WHAT THE TASK ASKS:
Write out again only the stretch from the line containing "Identify each instance of the shadow" through the last line, with every coordinate in the answers increased by 58.

————

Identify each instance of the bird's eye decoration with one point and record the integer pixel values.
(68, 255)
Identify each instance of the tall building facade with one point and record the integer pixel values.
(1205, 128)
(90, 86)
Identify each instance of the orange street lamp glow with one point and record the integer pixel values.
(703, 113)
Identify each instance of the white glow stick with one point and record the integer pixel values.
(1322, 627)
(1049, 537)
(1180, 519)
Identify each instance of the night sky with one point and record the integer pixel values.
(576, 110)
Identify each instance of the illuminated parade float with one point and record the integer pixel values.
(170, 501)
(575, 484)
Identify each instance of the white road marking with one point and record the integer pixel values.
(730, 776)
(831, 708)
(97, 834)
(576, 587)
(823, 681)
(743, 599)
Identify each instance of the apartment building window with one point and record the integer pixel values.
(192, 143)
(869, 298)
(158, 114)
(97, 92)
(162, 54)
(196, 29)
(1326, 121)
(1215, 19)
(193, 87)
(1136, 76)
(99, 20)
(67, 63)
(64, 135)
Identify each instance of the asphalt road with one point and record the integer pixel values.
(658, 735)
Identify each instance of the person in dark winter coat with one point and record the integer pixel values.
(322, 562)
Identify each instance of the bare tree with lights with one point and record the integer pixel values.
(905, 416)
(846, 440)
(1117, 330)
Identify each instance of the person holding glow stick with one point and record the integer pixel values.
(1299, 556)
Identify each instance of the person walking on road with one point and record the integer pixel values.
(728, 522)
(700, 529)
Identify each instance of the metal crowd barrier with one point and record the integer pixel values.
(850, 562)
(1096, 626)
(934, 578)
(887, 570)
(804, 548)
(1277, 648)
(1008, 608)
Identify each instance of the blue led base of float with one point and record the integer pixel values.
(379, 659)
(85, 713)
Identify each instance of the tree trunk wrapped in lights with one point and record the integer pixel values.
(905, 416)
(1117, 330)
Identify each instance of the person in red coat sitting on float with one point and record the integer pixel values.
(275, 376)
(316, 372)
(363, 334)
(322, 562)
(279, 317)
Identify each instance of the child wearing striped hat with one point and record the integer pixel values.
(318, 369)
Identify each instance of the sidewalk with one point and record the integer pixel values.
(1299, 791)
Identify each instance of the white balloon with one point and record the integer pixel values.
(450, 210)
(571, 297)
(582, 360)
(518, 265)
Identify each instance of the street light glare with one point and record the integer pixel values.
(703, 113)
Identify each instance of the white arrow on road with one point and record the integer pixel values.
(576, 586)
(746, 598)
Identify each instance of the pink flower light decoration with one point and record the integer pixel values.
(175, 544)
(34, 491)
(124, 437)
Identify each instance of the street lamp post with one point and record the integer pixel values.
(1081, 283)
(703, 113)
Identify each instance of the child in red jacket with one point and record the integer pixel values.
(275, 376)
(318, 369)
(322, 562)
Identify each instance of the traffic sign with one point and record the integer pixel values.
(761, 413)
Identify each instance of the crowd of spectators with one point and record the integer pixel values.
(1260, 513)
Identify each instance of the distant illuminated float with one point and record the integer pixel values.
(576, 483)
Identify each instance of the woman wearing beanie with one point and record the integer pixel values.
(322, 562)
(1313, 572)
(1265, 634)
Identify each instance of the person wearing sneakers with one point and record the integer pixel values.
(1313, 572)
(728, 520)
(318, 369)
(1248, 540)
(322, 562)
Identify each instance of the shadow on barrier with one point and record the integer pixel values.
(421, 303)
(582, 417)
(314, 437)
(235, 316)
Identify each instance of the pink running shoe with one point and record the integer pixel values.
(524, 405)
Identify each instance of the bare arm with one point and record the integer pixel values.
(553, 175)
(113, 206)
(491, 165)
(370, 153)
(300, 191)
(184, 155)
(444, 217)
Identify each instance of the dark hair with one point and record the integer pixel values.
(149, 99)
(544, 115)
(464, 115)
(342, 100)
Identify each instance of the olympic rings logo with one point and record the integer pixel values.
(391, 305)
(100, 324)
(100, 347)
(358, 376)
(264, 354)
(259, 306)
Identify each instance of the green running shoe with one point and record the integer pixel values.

————

FULL RESPONSE:
Identify each instance of the shadow on barrier with one point and record the integer pixel values.
(479, 361)
(640, 475)
(372, 495)
(293, 374)
Identify each instance of the pink running shoe with one point and record the integer pixel values.
(582, 463)
Identify each instance of the bare arm with one point and record the integer pixel values.
(611, 233)
(171, 264)
(549, 223)
(428, 211)
(358, 249)
(242, 213)
(502, 275)
Identify each instance of the dark hair with one point and record the integer pixel values.
(207, 157)
(602, 173)
(522, 173)
(400, 158)
Identify each instance of the olympic rings logo with one point and record the integer pixel values.
(449, 363)
(158, 382)
(158, 405)
(416, 434)
(322, 412)
(317, 364)
Identify each instance of the green running shoe with one point and record the integer pixel values.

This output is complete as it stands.